-- Begin --

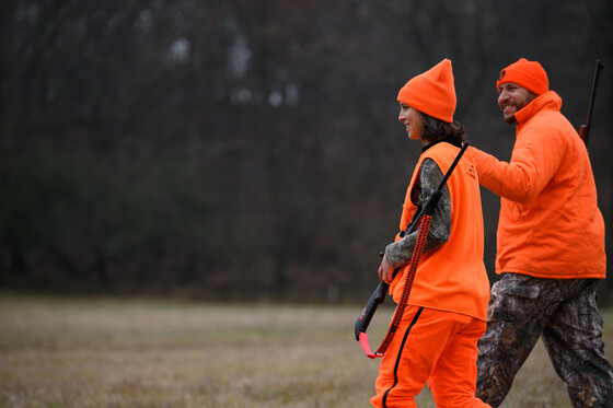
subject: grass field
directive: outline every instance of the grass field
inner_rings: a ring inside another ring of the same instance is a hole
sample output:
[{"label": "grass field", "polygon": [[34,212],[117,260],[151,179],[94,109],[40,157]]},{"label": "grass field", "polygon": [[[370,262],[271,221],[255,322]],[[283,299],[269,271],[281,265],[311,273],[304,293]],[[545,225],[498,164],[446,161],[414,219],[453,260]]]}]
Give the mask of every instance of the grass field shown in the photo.
[{"label": "grass field", "polygon": [[[354,339],[359,312],[0,295],[0,407],[368,407],[378,361]],[[428,389],[418,398],[435,406]],[[570,407],[541,343],[502,407]]]}]

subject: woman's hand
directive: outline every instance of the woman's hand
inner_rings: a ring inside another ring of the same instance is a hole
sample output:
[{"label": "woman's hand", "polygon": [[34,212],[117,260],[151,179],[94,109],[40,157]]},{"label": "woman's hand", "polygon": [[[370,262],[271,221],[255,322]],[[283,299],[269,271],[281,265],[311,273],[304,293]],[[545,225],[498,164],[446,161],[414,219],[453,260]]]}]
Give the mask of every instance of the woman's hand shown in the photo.
[{"label": "woman's hand", "polygon": [[394,279],[394,267],[388,261],[385,255],[381,259],[381,265],[379,266],[379,279],[385,283],[392,283]]}]

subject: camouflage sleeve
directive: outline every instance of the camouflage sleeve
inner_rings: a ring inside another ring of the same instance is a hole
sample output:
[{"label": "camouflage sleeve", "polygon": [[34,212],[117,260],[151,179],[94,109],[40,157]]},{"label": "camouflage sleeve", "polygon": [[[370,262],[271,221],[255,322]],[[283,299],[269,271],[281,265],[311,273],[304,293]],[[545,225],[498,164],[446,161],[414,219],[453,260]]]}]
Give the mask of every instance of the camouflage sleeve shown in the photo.
[{"label": "camouflage sleeve", "polygon": [[[419,206],[426,205],[426,201],[432,195],[432,191],[439,186],[443,174],[433,160],[424,160],[421,167],[419,168],[419,178],[415,183],[412,191],[414,202],[417,202]],[[432,217],[432,223],[430,225],[424,252],[436,248],[437,246],[448,242],[450,232],[451,197],[449,196],[449,188],[444,186],[442,197]],[[385,247],[385,257],[394,268],[410,261],[413,248],[415,247],[415,242],[417,241],[417,233],[418,231],[414,231],[412,234],[406,235],[402,240]]]}]

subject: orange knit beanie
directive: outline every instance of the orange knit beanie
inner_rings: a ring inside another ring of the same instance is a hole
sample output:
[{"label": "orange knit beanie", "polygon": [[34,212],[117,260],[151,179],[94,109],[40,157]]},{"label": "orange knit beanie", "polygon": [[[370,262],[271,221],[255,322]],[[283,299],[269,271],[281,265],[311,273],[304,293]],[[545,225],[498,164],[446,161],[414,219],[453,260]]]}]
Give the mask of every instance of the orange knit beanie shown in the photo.
[{"label": "orange knit beanie", "polygon": [[446,58],[414,77],[398,92],[398,102],[437,119],[453,121],[455,86],[451,61]]},{"label": "orange knit beanie", "polygon": [[500,78],[496,82],[496,89],[504,83],[517,83],[535,95],[542,95],[550,90],[550,80],[543,67],[536,61],[520,58],[500,71]]}]

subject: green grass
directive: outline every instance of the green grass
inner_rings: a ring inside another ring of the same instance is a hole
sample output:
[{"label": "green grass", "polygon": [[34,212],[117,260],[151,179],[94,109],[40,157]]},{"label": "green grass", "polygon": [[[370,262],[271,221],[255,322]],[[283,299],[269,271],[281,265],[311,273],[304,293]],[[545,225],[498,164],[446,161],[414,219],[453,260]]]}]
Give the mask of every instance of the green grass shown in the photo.
[{"label": "green grass", "polygon": [[[379,362],[354,339],[359,312],[0,295],[0,407],[368,407]],[[541,343],[502,405],[527,406],[570,407]]]}]

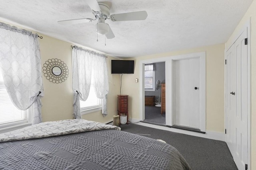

-- End --

Format the listing above as a two-column Markdown table headed Row and Line, giving each nonblank line its own numbered row. Leave the pictures out.

THE RESULT >>
| Row | Line |
|---|---|
| 1 | subject: grass field |
| 2 | directive: outline every instance of the grass field |
| 3 | inner_rings: a ring inside another ring of the same instance is a hole |
| 4 | sample output: |
| 5 | [{"label": "grass field", "polygon": [[34,212],[117,260],[151,179],[94,109],[40,157]]},{"label": "grass field", "polygon": [[[370,262],[271,221],[255,322]],[[283,299],[269,271],[281,265],[311,273],[304,293]],[[545,225],[498,164],[446,161],[414,219],[453,260]]]}] |
| 6 | Give the mask of every instance of the grass field shown in the photo. |
| 7 | [{"label": "grass field", "polygon": [[[354,339],[359,312],[0,295],[0,407],[368,407],[378,361]],[[428,389],[418,398],[435,406]],[[570,407],[541,343],[502,407]]]}] |
| 8 | subject: woman's hand |
| 9 | directive: outline every instance of the woman's hand |
| 10 | inner_rings: a ring inside another ring of the same instance is a hole |
| 11 | sample output: |
| 12 | [{"label": "woman's hand", "polygon": [[34,212],[117,260],[151,179],[94,109],[40,157]]},{"label": "woman's hand", "polygon": [[[370,262],[271,221],[255,322]],[[283,299],[269,271],[281,265],[311,273],[304,293]],[[545,225],[498,164],[446,161],[414,219],[453,260]]]}] |
| 13 | Give the mask of every instance of the woman's hand shown in the photo. |
| 14 | [{"label": "woman's hand", "polygon": [[394,279],[394,267],[388,261],[385,255],[381,259],[381,265],[379,266],[379,279],[385,283],[392,283]]}] |
| 15 | subject: camouflage sleeve |
| 16 | directive: outline every instance of the camouflage sleeve |
| 17 | inner_rings: a ring inside another ring of the same instance is a hole |
| 18 | sample output: |
| 19 | [{"label": "camouflage sleeve", "polygon": [[34,212],[117,260],[151,179],[94,109],[40,157]]},{"label": "camouflage sleeve", "polygon": [[[370,262],[271,221],[255,322]],[[283,299],[269,271],[281,265],[311,273],[304,293]],[[545,225],[498,164],[446,161],[414,219],[453,260]]]}] |
| 20 | Give the mask of every instance of the camouflage sleeve shown in the photo. |
| 21 | [{"label": "camouflage sleeve", "polygon": [[[419,206],[426,205],[426,201],[432,195],[432,191],[439,186],[443,174],[433,160],[424,160],[421,167],[419,168],[419,178],[415,183],[412,191],[414,202],[417,202]],[[432,217],[432,223],[430,225],[424,252],[436,248],[437,246],[448,242],[450,232],[451,197],[449,196],[449,188],[444,186],[442,197]],[[385,247],[385,257],[394,268],[410,261],[413,248],[415,247],[415,242],[417,241],[417,233],[418,231],[414,231],[412,234],[406,235],[402,240]]]}] |
| 22 | subject: orange knit beanie |
| 23 | directive: outline every instance of the orange knit beanie |
| 24 | inner_rings: a ring inside another ring of the same instance is a hole |
| 25 | sample output: |
| 26 | [{"label": "orange knit beanie", "polygon": [[34,212],[117,260],[151,179],[94,109],[40,157]]},{"label": "orange knit beanie", "polygon": [[[370,262],[271,221],[255,322]],[[283,299],[269,271],[281,265],[311,273],[304,293]],[[545,225],[498,164],[446,161],[414,219],[453,260]]]}] |
| 27 | Give the mask of every instance of the orange knit beanie shown in the photo. |
| 28 | [{"label": "orange knit beanie", "polygon": [[446,58],[414,77],[398,92],[398,102],[437,119],[453,121],[455,86],[451,61]]},{"label": "orange knit beanie", "polygon": [[500,78],[496,82],[496,89],[504,83],[517,83],[535,95],[542,95],[550,90],[550,80],[543,67],[536,61],[520,58],[500,71]]}] |
| 29 | subject: green grass |
| 30 | directive: outline every instance of the green grass |
| 31 | inner_rings: a ring inside another ring of the same instance is a hole |
| 32 | sample output: |
| 33 | [{"label": "green grass", "polygon": [[34,212],[117,260],[151,179],[94,109],[40,157]]},{"label": "green grass", "polygon": [[[370,262],[271,221],[255,322]],[[283,299],[269,271],[281,265],[311,273],[304,293]],[[545,225],[498,164],[446,161],[414,219],[453,260]]]}] |
| 34 | Give the mask of every instance of the green grass shown in the photo. |
| 35 | [{"label": "green grass", "polygon": [[[379,362],[354,339],[359,312],[0,295],[0,407],[368,407]],[[541,343],[502,405],[527,406],[570,407]]]}] |